▶ TASK DESCRIPTION
Output the data below in full, character for character.

▶ GIVEN ENTRIES
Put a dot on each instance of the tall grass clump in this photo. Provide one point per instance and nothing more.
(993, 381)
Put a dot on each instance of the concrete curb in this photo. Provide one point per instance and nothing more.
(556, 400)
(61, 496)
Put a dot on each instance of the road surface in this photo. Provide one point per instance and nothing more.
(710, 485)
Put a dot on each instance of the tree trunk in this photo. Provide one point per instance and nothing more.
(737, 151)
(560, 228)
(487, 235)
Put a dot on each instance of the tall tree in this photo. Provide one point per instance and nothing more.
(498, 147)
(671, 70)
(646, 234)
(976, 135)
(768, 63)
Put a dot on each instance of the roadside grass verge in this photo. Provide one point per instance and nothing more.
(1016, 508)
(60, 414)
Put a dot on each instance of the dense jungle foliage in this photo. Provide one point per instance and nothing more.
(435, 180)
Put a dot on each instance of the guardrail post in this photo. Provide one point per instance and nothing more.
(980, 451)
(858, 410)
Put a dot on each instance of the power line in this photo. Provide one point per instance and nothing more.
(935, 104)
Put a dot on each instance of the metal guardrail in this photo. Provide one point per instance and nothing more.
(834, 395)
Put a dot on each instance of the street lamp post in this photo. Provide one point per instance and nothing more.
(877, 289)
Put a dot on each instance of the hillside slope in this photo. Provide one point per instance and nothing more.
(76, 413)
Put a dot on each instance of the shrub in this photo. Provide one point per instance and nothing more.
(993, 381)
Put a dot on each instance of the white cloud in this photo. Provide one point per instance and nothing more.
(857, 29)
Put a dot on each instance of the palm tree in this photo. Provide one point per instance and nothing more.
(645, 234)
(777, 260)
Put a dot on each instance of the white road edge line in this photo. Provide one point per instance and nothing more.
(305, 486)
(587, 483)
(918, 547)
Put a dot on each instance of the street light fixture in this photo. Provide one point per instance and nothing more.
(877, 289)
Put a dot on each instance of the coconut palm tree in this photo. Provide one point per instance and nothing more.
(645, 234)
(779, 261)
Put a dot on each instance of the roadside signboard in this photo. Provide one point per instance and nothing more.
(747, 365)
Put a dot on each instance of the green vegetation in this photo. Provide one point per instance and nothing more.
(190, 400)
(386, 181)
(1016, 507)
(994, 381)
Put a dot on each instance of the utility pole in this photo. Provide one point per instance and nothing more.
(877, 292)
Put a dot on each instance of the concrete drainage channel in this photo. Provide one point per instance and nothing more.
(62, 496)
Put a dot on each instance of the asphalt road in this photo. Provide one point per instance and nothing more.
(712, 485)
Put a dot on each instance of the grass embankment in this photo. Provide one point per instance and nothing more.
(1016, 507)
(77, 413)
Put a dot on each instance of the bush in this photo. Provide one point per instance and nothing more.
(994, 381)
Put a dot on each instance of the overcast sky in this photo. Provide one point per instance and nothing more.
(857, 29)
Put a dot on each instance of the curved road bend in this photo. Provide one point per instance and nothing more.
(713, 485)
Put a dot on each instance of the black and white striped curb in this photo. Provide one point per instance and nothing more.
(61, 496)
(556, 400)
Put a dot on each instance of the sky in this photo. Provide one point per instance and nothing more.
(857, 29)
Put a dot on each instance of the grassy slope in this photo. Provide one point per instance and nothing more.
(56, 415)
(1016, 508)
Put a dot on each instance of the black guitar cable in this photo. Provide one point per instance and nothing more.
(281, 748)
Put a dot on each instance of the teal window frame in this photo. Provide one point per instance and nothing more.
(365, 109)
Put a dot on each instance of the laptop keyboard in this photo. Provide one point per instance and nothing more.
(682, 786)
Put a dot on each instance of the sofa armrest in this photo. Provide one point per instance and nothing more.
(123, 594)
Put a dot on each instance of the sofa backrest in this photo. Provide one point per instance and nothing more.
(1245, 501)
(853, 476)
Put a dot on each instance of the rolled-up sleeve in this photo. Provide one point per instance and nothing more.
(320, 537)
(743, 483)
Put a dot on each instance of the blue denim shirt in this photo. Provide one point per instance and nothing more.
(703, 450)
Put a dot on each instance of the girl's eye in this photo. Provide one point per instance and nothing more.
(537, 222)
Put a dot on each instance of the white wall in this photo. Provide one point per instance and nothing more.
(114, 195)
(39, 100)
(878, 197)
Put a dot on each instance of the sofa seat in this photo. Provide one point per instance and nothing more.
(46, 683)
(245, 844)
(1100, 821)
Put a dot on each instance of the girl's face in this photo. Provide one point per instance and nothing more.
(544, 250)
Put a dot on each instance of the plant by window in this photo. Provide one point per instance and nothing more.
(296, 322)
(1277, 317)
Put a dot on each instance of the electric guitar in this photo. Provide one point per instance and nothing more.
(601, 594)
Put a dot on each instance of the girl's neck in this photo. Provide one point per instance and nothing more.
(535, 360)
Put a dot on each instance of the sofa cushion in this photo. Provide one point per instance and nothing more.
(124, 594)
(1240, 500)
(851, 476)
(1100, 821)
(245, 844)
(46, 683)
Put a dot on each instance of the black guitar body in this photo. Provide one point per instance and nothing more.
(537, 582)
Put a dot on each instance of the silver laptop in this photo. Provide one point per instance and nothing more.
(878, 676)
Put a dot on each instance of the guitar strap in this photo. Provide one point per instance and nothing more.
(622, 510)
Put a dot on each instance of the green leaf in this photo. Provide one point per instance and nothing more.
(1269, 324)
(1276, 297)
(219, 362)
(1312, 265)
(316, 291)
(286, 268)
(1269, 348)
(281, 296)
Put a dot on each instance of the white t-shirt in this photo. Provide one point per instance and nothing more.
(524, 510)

▶ EXERCISE ANSWER
Put a dot on each instance of the tall grass clump in this photo. Provide one point per instance and nothing more.
(993, 381)
Put a dot on each instance of the concrete curb in this photo. Provide one point per instance and nothing more.
(556, 400)
(61, 496)
Put a dot on each instance of the road surface in this photo. Provide one point per instance and nothing more.
(710, 485)
Put a dot on each instance of the tree trunk in this photo. Provide one point per instance and nothing more.
(737, 151)
(560, 228)
(487, 235)
Put a dot on each instance of the tall tree in this photo. Provide one point per instance and nothing more.
(498, 147)
(671, 70)
(646, 234)
(976, 135)
(768, 63)
Put a dot on each instance of the roadside grass verge in this photo. Provide one point per instance and nothing more.
(1016, 508)
(60, 414)
Put a dot on each instance of the dense jungle foliage in this photo. Provide one point per instance and nothing more.
(435, 180)
Put a dot on each instance of the guardrail post in this photo. Provide one point per instance and nothing more.
(980, 451)
(858, 410)
Put a dot on each instance of the power line in this photo. Provide one point per instance and nothing more.
(935, 104)
Put a dot on each instance of the metal guardrail in this photo. Provide one point per instance and nothing more.
(834, 395)
Put a dot on each instance of the street lamp post in this photo. Provide one point per instance and nothing more.
(877, 289)
Put a dot on each instance of the hillside slope in this photo. Provide one point per instance and nothing more.
(76, 413)
Put a dot on each instance of the shrub in this photo. Provide one point per instance and nothing more.
(993, 381)
Put a dot on each instance of the white cloud in this photo. Provide one point per instance and nothing more.
(857, 29)
Put a dot on each instance of the palm tree in this photo. Provide one point per instance and nothing more.
(645, 234)
(777, 260)
Put a dot on each instance of the white road edge line in this photo. Provide one point per instance and nothing more.
(305, 486)
(587, 483)
(918, 547)
Put a dot on each instance of the street light fixture in this photo. Provide one point per instance and nothing more.
(877, 289)
Put a dot on each instance of the coconut palm tree in this photo. Provide one point per instance and nothing more.
(645, 234)
(779, 261)
Put a dot on each instance of the roadside signboard in this photo. Provide one point per instance and nothing more.
(747, 365)
Put a dot on each instance of the green vegetation in this photo. Provide one point per instance and nothing more.
(190, 400)
(386, 181)
(1016, 507)
(994, 381)
Put a dot on each instance of the utility pole in this photo. Provide one point per instance and nothing more.
(877, 292)
Put a dot on each instance of the concrete drainage channel in this photo. Provide one point per instance and nothing more.
(62, 496)
Put a dot on each instance of the asphalt road in this photo. Provide one point per instance and nothing more.
(712, 485)
Put a dot on each instance of the grass embankment in this photo. Provide one point per instance and nothing more.
(1016, 507)
(77, 413)
Put a dot on each instance of the bush in this photo. Provide one point per instance and nothing more.
(994, 381)
Put a dot on each instance of the overcast sky in this photo. Provide one point per instance and nothing more.
(857, 29)
Put a dot on each instance of the curved road bend in this photo. Provide one point per instance and nothing more.
(713, 485)
Put a dot on each instance of the black and white striped curb in this photo. Provide one point per instance and nothing more.
(61, 496)
(556, 400)
Put a dot on each instance of the sky in this photo. Provide one point per instance and nothing more.
(857, 29)
Put a dot on each instance of the grassy slope in this photo. Provide one point per instance and nothing more.
(56, 415)
(1016, 508)
Put a dot on each instance of the black guitar cable in this photo. Provide one point per instance and nothing more.
(281, 748)
Put a dot on each instance of the teal window frame in this photo. Provide one point per instance and nothing more.
(365, 109)
Put a dot on each instance of the laptop keyboard in this photo. Provide one point per instance and nothing more.
(682, 786)
Put a dot on each instance of the sofa armrest in this photo. Provide one point per instance and nothing more.
(123, 594)
Put a dot on each instance of the sofa backrest in this photo. Provide one point per instance and nothing more.
(1245, 501)
(853, 476)
Put a dot on each instance of the rolled-up sleeve in this photo. Provide one point per instance and nothing more.
(320, 537)
(743, 483)
Put a dot on each instance of the blue denim shirt in this photo. Provide one point per instance and nothing more.
(703, 450)
Put a dot on each instance of the girl's eye in this photo. Provide one point per instance and nothing more.
(537, 222)
Put a dot on each instance of the white wall in this photo. Provide one point per instance and nothing more.
(114, 195)
(39, 100)
(878, 197)
Put a dot on each instance of the sofa seat in this photo. Provide one point per instance and nothing more.
(46, 683)
(245, 844)
(1100, 821)
Put a dot on each instance of the girl's face in this photo. Provide one point per instance and nothing more.
(544, 250)
Put a dot on each instance of the plant by window in this photo. Provide one point per instance and nothing more.
(296, 322)
(1277, 317)
Put a dot on each instance of the electric guitar in this photo. Provide one point per instance and nothing more.
(601, 594)
Put a dot on each instance of the girl's neck in this photo. Provide one point per instance and nothing more.
(535, 360)
Put a dot on each instance of the sofa cushion in this photo. Provide one point per instance and nothing more.
(124, 594)
(1240, 500)
(851, 476)
(1100, 821)
(245, 844)
(46, 683)
Put a dot on each instance of the black guitar body in this photo. Provide one point per instance and nothing more.
(537, 582)
Put a dot on each instance of the silver laptop in this photo. Provide one point per instance and nothing more.
(878, 676)
Put a dot on each instance of the guitar strap in this photo. Provide one point per instance and nothing more.
(622, 510)
Put a dot on each instance of the green leaf in this photo. Provide one point per instance and nothing more.
(1269, 324)
(1276, 297)
(219, 362)
(1312, 265)
(316, 291)
(286, 268)
(1269, 348)
(281, 296)
Put a dot on each instance of the white t-shirt in this photo. Provide one point per instance and nothing more.
(524, 510)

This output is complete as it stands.